■ **Data for this exercise**:
++++++++++++++++++++

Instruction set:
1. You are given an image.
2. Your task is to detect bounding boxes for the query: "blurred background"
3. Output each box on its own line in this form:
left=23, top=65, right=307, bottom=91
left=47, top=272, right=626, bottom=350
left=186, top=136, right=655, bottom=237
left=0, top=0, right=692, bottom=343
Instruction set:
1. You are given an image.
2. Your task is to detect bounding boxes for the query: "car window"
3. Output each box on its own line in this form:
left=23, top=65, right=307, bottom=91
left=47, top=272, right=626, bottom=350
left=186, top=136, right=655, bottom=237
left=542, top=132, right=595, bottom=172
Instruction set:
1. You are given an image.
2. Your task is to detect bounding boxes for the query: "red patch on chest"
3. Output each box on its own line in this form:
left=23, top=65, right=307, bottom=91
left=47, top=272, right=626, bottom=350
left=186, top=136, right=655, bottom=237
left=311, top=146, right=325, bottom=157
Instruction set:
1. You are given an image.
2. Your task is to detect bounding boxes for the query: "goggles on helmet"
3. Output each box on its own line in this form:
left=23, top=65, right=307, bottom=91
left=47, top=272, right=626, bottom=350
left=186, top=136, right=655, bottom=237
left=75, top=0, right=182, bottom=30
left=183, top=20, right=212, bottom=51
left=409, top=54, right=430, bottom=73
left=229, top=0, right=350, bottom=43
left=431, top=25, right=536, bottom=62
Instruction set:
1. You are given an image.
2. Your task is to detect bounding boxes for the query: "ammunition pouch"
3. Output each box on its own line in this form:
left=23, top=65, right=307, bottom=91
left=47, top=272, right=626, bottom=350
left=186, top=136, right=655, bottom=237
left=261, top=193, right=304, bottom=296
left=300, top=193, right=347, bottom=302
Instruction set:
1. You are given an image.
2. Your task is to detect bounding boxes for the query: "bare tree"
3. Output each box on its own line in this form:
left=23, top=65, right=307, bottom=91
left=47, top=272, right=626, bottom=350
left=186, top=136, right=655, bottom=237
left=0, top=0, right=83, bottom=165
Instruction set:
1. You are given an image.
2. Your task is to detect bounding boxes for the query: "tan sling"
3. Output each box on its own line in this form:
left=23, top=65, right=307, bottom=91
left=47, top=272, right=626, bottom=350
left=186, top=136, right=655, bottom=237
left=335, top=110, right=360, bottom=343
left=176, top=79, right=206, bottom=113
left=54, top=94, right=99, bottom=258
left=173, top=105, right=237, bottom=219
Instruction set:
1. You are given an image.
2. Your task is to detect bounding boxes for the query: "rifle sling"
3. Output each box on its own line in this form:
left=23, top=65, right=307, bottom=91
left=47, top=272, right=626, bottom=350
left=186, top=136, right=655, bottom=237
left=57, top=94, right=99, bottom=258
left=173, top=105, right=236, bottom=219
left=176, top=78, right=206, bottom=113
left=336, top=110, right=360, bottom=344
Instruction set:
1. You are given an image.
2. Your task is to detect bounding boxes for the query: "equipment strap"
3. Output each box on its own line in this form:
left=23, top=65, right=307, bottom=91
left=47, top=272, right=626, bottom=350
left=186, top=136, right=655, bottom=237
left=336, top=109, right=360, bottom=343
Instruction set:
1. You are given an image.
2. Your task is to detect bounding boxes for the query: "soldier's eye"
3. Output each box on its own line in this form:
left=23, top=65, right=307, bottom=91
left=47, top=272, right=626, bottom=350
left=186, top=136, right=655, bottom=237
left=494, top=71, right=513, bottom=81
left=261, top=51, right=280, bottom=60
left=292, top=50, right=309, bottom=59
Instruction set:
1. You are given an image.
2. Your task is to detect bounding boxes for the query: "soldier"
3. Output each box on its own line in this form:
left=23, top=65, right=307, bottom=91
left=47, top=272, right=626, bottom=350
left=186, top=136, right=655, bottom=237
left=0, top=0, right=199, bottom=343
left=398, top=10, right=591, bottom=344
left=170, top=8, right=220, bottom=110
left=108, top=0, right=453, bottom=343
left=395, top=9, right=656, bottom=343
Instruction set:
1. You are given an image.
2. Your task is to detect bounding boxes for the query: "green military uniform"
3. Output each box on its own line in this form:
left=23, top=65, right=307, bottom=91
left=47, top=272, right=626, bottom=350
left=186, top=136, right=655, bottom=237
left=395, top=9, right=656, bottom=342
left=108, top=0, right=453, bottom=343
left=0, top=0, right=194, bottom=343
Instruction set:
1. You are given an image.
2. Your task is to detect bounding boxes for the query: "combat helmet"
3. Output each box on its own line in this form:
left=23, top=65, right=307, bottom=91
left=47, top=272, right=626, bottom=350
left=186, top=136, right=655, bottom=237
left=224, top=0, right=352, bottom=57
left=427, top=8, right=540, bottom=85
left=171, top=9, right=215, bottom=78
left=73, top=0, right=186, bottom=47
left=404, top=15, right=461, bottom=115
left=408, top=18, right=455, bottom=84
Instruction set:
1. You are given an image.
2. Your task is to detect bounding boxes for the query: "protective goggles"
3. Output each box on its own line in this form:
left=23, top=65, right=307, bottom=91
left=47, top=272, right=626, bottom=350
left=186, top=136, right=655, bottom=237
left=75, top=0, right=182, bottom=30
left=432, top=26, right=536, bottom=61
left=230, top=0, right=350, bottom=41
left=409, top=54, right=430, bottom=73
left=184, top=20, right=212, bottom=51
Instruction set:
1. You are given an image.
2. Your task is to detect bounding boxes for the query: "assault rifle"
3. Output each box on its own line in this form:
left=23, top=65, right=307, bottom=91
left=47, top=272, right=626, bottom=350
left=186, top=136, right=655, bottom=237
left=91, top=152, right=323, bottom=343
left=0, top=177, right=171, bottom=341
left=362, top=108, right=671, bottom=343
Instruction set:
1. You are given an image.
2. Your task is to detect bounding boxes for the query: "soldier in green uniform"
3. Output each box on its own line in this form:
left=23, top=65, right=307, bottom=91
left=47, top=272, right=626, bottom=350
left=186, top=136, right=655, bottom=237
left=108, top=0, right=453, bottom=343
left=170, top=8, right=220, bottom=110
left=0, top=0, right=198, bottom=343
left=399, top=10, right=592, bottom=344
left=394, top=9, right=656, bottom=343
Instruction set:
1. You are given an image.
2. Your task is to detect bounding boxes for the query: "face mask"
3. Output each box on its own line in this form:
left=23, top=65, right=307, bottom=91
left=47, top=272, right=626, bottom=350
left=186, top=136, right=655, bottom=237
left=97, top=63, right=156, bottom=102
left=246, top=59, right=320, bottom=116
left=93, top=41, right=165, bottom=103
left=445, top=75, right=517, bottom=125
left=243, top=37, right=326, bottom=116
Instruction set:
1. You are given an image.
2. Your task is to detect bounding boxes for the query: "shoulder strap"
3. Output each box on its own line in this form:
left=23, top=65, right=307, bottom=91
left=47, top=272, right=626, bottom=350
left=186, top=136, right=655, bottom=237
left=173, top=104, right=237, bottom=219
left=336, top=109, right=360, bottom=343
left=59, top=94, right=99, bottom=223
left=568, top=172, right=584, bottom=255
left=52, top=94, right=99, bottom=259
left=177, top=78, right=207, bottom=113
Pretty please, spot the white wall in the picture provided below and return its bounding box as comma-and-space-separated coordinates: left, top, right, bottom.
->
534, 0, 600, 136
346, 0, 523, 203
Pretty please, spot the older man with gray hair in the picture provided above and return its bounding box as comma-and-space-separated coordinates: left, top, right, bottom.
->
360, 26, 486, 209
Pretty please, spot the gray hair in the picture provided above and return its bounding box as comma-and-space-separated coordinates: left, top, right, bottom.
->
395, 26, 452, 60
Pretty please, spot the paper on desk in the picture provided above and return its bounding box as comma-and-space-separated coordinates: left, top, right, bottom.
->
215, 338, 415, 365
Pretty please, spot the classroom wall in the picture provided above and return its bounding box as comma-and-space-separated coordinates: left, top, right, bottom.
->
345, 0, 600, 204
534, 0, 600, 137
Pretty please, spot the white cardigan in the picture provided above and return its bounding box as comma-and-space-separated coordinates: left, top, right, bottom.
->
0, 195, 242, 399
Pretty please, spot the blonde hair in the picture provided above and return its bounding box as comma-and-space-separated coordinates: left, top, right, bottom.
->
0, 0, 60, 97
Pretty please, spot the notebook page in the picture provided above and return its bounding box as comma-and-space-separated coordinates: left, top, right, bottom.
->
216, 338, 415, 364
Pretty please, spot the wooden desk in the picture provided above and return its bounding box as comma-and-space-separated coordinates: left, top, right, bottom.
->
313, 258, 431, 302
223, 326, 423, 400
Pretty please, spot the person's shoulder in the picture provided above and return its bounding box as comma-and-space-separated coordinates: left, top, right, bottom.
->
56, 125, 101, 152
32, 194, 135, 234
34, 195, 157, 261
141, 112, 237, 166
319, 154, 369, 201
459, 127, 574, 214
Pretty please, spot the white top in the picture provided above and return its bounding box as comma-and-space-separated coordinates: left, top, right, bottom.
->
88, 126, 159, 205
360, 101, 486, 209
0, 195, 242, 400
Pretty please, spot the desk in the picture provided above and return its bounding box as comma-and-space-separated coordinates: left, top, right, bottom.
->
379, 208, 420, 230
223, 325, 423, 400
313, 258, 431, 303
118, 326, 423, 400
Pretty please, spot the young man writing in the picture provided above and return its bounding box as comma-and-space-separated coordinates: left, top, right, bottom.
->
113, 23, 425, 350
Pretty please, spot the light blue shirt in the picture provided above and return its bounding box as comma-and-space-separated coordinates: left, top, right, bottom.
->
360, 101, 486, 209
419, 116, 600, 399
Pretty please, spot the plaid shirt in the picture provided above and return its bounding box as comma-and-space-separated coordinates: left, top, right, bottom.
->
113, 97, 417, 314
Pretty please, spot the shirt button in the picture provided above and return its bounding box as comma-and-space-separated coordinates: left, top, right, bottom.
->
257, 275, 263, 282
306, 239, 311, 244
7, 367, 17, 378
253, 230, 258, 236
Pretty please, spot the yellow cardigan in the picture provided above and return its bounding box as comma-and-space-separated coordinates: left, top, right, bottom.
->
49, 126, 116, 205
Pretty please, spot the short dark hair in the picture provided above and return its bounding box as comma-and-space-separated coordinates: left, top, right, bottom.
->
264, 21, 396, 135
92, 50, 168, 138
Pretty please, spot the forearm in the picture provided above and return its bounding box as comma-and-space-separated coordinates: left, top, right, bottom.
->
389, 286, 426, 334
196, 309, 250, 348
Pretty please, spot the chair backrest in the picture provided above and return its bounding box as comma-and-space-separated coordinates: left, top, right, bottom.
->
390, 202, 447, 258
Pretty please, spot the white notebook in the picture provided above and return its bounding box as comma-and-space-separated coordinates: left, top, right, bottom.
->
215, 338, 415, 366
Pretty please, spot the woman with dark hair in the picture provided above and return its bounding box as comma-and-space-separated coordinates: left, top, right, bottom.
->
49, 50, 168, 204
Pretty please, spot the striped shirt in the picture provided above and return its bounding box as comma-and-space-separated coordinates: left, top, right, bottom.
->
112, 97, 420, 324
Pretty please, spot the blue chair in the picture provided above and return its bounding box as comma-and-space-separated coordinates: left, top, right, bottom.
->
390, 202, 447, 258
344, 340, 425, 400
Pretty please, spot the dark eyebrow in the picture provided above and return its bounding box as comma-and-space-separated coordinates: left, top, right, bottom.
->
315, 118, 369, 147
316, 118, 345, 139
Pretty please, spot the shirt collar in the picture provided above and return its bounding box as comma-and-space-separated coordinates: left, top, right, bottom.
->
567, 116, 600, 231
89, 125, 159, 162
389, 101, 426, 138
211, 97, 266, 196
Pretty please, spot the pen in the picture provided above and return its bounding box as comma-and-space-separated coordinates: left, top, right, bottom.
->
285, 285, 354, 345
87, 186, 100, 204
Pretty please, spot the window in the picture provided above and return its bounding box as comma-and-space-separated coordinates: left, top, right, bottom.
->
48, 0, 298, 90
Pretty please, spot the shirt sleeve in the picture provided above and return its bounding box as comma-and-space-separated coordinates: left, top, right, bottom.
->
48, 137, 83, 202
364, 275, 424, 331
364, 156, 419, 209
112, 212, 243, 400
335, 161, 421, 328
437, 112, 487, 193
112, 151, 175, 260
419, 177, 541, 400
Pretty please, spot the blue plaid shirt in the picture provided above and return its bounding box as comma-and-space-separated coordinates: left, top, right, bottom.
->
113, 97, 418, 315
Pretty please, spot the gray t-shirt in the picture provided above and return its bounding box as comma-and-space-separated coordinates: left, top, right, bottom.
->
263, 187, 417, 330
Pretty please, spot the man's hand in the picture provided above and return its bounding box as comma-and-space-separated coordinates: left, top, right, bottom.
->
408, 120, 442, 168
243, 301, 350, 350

++++++++++++++++++++

■ **What is expected**: All lines with the word "soldier" need to be copied from the data above.

■ **Written reply**:
2. Your task is to detect bounding boxes for the query: "soldier's eye"
2. Your task is to detect bounding boxes for the query: "soldier"
2. Your task is to detect bounding boxes for the query: "soldier in green uniform"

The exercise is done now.